# Special Need Schools



## Mazza (Aug 3, 2008)

Hi am a newbee still in the uk but desperate to escape, problem is youngest daughter is autistic dont want to set her back so does anyone know of any special need schools in the alicante area, or how special need children are helped in mainstream school.

Thanx


----------



## Stravinsky (Aug 12, 2007)

Mazza said:


> Hi am a newbee still in the uk but desperate to escape, problem is youngest daughter is autistic dont want to set her back so does anyone know of any special need schools in the alicante area, or how special need children are helped in mainstream school.
> 
> Thanx


Special needs children, from the advice I have seen on various forums, are cared for in the normal state system as opposed to going into special schools. Use search in this forum, its been discussed before


----------



## Mazza (Aug 3, 2008)

Thanks for the advice i'll look into it further.


----------



## aliciaw (May 12, 2008)

Stravinsky said:


> Special needs children, from the advice I have seen on various forums, are cared for in the normal state system as opposed to going into special schools. Use search in this forum, its been discussed before


Yes, most disabled children are integrated into normal schools. My daughter has a little boy with autism in her class and he gets 1:1 support for specific learning and he also takes part in regular classes in the school. I have quite a bit of knowledge of special needs educatiuon in the Uk and from what I can see, whilst in spain, there is less emphasis on 'special education' and probably less funding, the children who go to ordinary schools get much more out of being with non-disabled children and in particualr for children with autism, they have a chance to learn normal social rules.
My daughter also gains alot from being with the 2 disabled children in her class and has learned to understand and appreciate differences in others. I hope that this leads to a fure where children who do have special needs are seen as ordinary and valued citizens. 
I think that the system in Spain is far superior to the UK.


----------

Instruction A: In the special needs schools thread, what support does the boy with autism in aliciaw's daughter's class receive?

Records supplied:
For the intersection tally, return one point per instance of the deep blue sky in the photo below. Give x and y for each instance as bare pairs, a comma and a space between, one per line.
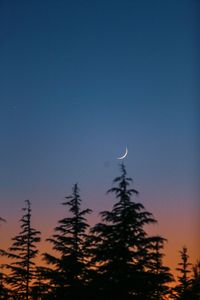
80, 81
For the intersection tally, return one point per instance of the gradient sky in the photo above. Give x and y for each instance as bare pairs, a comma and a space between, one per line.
80, 81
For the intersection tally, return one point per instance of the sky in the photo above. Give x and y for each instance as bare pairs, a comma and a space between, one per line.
80, 82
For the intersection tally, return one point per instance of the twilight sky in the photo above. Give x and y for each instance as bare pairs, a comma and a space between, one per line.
80, 81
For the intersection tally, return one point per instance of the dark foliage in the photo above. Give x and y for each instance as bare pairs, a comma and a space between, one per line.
67, 277
22, 253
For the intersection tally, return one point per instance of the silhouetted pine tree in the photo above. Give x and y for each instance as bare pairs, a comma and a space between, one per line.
159, 275
3, 289
22, 252
69, 268
183, 286
120, 246
194, 290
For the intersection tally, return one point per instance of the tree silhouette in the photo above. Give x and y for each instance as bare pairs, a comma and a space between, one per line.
183, 286
159, 274
121, 247
69, 269
3, 277
22, 252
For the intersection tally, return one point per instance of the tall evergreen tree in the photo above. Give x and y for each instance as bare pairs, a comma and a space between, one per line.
120, 246
195, 288
159, 274
22, 253
184, 281
69, 266
3, 289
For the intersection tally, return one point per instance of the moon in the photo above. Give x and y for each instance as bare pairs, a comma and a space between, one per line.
123, 156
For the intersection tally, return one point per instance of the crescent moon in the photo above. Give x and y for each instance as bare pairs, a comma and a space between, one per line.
122, 157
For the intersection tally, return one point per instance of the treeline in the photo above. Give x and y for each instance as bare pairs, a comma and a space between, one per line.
115, 259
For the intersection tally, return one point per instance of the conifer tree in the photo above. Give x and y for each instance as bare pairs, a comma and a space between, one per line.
22, 253
183, 286
69, 266
3, 289
120, 246
159, 274
195, 287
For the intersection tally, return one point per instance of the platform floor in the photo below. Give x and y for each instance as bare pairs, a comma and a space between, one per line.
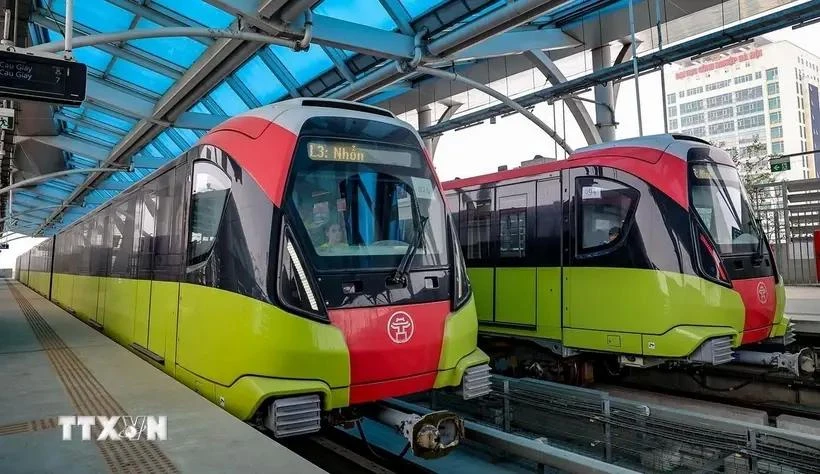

Instruction B: How many lines of the entries contain the word "pine"? Reply with the number only.

Correct result A: He gets 1:1 support for specific learning and also takes part in regular classes in the school.

Correct result B: 1